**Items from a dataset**
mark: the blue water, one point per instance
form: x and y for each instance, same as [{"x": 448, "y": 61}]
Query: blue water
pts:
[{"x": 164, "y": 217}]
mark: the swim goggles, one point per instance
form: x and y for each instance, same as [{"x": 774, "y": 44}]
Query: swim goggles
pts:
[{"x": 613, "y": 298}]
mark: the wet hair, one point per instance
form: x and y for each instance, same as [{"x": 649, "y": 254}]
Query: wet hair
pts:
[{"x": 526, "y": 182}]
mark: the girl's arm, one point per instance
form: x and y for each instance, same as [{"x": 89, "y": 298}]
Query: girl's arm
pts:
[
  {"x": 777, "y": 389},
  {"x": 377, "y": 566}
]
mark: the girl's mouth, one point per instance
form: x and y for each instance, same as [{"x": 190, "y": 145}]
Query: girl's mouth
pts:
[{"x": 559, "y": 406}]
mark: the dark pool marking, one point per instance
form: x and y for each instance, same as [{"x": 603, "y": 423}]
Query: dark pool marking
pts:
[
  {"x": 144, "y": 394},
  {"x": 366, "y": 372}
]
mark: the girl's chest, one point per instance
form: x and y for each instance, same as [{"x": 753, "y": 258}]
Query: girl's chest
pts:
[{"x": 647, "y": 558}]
---
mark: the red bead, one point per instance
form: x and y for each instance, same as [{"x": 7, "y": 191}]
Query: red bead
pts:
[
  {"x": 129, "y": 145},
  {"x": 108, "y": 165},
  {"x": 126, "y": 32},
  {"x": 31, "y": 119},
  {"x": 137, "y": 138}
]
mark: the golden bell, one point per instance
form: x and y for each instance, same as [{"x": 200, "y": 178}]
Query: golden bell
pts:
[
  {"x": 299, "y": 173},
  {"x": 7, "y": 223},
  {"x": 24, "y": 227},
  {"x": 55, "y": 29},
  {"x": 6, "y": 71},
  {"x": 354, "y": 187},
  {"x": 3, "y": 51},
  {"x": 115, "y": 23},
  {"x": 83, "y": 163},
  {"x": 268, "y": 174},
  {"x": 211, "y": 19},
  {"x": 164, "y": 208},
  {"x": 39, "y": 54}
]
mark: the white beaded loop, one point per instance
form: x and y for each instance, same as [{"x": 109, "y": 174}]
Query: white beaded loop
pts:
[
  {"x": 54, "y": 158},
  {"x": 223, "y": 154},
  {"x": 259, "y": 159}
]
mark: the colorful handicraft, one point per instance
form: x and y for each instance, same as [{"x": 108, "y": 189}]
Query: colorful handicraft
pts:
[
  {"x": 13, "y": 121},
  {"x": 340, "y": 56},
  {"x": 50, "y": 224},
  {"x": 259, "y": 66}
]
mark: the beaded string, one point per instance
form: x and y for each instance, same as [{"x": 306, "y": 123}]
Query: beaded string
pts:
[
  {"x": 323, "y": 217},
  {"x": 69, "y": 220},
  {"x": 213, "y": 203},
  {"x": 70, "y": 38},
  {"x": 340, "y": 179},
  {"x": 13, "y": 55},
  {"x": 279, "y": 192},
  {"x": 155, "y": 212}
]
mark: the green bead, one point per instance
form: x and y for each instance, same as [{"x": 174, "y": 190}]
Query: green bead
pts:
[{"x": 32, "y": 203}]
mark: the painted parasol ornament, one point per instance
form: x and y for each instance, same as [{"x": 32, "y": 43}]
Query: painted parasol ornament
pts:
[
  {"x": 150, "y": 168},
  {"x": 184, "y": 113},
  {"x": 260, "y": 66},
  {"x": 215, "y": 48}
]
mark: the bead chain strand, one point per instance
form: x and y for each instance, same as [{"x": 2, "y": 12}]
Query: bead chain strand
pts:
* * *
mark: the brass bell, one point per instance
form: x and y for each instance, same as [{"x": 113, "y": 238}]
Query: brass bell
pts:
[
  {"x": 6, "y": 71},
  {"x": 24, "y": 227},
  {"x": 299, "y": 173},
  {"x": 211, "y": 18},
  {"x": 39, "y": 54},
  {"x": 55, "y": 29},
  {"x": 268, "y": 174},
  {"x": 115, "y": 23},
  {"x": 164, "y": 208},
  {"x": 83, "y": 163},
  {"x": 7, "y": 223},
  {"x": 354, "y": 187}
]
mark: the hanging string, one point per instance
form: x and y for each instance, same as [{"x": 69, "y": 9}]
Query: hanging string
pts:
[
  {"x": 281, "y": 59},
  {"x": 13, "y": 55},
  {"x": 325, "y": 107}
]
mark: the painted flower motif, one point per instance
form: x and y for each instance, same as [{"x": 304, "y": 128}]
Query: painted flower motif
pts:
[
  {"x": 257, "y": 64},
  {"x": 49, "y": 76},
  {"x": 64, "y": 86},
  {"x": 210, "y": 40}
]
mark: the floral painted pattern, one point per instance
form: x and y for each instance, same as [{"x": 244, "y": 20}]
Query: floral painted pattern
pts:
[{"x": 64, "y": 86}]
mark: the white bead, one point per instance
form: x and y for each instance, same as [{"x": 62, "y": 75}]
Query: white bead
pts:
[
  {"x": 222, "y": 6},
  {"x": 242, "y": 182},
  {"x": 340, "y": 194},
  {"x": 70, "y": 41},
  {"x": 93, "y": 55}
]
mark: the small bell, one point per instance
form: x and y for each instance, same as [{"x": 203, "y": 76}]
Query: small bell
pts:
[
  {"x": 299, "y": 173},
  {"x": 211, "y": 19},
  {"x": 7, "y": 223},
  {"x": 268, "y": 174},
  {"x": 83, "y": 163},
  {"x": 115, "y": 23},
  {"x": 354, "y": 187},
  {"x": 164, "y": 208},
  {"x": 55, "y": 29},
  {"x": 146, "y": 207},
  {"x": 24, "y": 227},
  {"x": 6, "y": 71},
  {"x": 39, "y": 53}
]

**Description of the task**
Show the lines of the data that hold the word "small".

**Written reply**
mark: the small bell, one point per instance
Query: small bell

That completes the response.